La religione è un sottoprodotto cognitivo

Uno degli aspetti più interessanti del pensiero umano è la cosiddetta capacità di metarappresentazione. Gli esseri umani hanno la capacità, implicita, di “leggere” la mente degli altri. Possiamo prevedere il nostro comportamento e quello degli altri, facendo leva su considerazioni fisiche o affidandoci alla convinzione che ciò che muove il mondo siano gli stati mentali e che gli altri siano come noi. 

Tale abilità, elaborata nella teoria della mente, ci permetterebbe, quindi, di prevedere il comportamento degli altri esseri umani. Al contempo, però, potrebbe condurci a percepire intenzioni dove non ce ne sono. 

Quando un evento inspiegabile accade, il cervello potrebbe essere incline ad attribuirlo a una qualche entità, come una divinità o uno spirito, dotata di raziocino e volontà propria.

Questo fenomeno, noto come animismo, è alla base di molte religioni primitive. Queste vedono ogni elemento naturale, dalle piante agli animali, come dotato di un’anima o spirito.

La religione, secondo questo approccio, è vista come una sorta di bug cognitivo, un eccesso di attivazione della nostra capacità di percepire agenti in contesti dove non esistono.

Religione ed evoluzione

Una delle teorie più affermate negli studi sulla religione sostiene che la religione sia un meccanismo sviluppato dagli uomini per sopravvivere in ambienti ostili e complessi. Un adattamento evolutivo, insomma.

In questa prospettiva, la religione non sarebbe un semplice sottoprodotto della mente umana, ma una caratteristica selezionata.

La teoria della coesione sociale

Secondo molti antropologi e sociologi, la religione funge da collante sociale. La sua funzione, nello specifico, sarebbe quella di promuovere cooperazione e solidarietà. 

Credere in divinità che impartiscono punizioni per comportamenti antisociali, inoltre, potrebbe creare un senso di responsabilità che va a ridurre notevolmente i conflitti interni.

La religione come sistema di significato

Oltre agli aspetti evolutivi e cognitivi, la religione può anche essere vista come un sistema di significato. 

La vita umana è spesso caratterizzata da sofferenza, incertezza, ingiustizie. Eventi inspiegabili, difficili da accettare, e, prima ancora, da comprendere.

La religione permetterebbe, in quest’ottica, di attribuire un senso al mondo e all’esistenza stessa. Offrirebbe delle narrazioni che forniscono delle spiegazioni e, al contempo, aiutano gli uomini ad affrontare tali esperienze.

Un meccanismo di controllo sociale

Sono in tanti, a partire da Karl Marx e Max Weber, ad aver esplorato il ruolo di controllo sociale svolto dalla religione. In questa prospettiva, la religione sarebbe un mezzo di legittimazione attraverso cui le élite politiche e religiose acquistano e mantengono il potere e l’ordine.

Marx descriveva la religione come l’oppio dei popoli, suggerendo che essa servisse a mantenere i lavoratori e le classi subalterne in uno stato di accettazione passiva delle proprie infelici condizioni.

^^^^

Compiti da svolgere.
1) Trascrivi il passo del brano sulla religione da «La religione come sistema» fino a «affrontare tali esperienze.» compreso.
2) Rispondi alle domande seguenti in base al brano sulla religione.
(a) Come si chiama il fenomeno per cui ogni elemento naturale è visto come dotato di un'anima o spirito?
(b) Secondo molti antropologi e sociologi, quale funzione avrebbe nello specifico la religione?
(c) Con quale espressione Marx descriveva la religione?
3) Elenca tutti i sottotitoli del brano sulla religione, escluso il titolo iniziale.
L'elenco riportato più avanti non ha alcun legame con il brano sulla religione.

Informazioni riportate.
^^^^

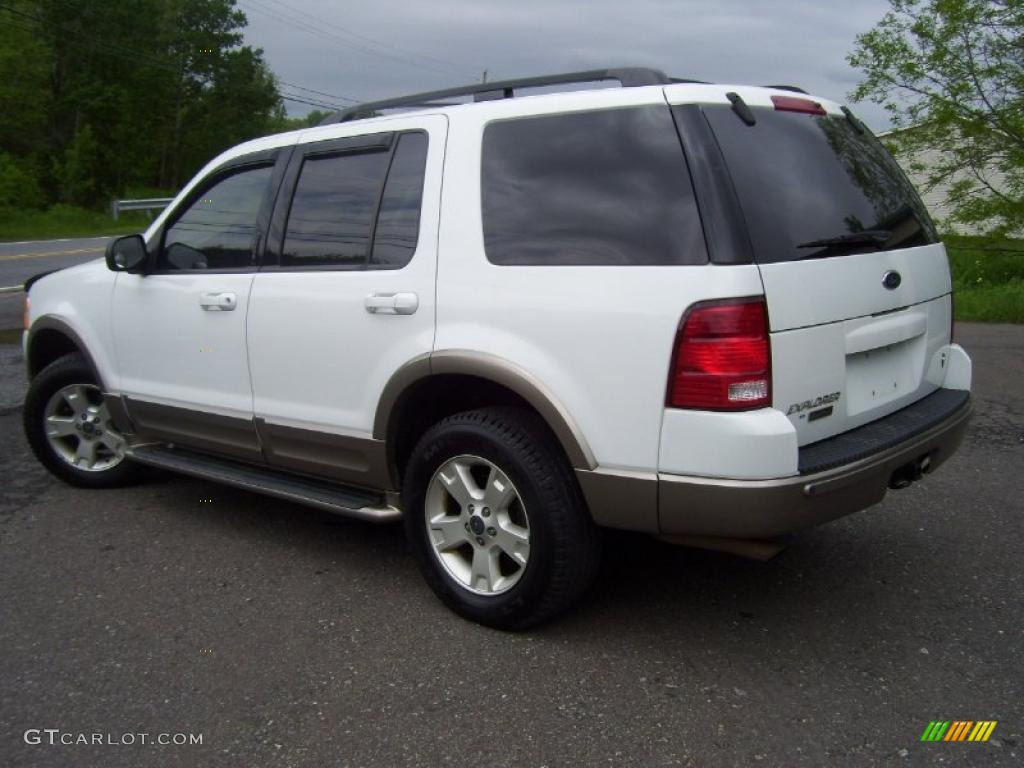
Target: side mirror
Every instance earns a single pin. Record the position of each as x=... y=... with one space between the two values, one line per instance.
x=126 y=254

^^^^

Risultati attesi.
1)
La religione come sistema di significato

Oltre agli aspetti evolutivi e cognitivi, la religione può anche essere vista come un sistema di significato. 

La vita umana è spesso caratterizzata da sofferenza, incertezza, ingiustizie. Eventi inspiegabili, difficili da accettare, e, prima ancora, da comprendere.

La religione permetterebbe, in quest’ottica, di attribuire un senso al mondo e all’esistenza stessa. Offrirebbe delle narrazioni che forniscono delle spiegazioni e, al contempo, aiutano gli uomini ad affrontare tali esperienze.

2)
(a) Animismo.
(b) Promuovere cooperazione e solidarietà.
(c) L'oppio dei popoli.

3)
Religione ed evoluzione
La teoria della coesione sociale
La religione come sistema di significato
Un meccanismo di controllo sociale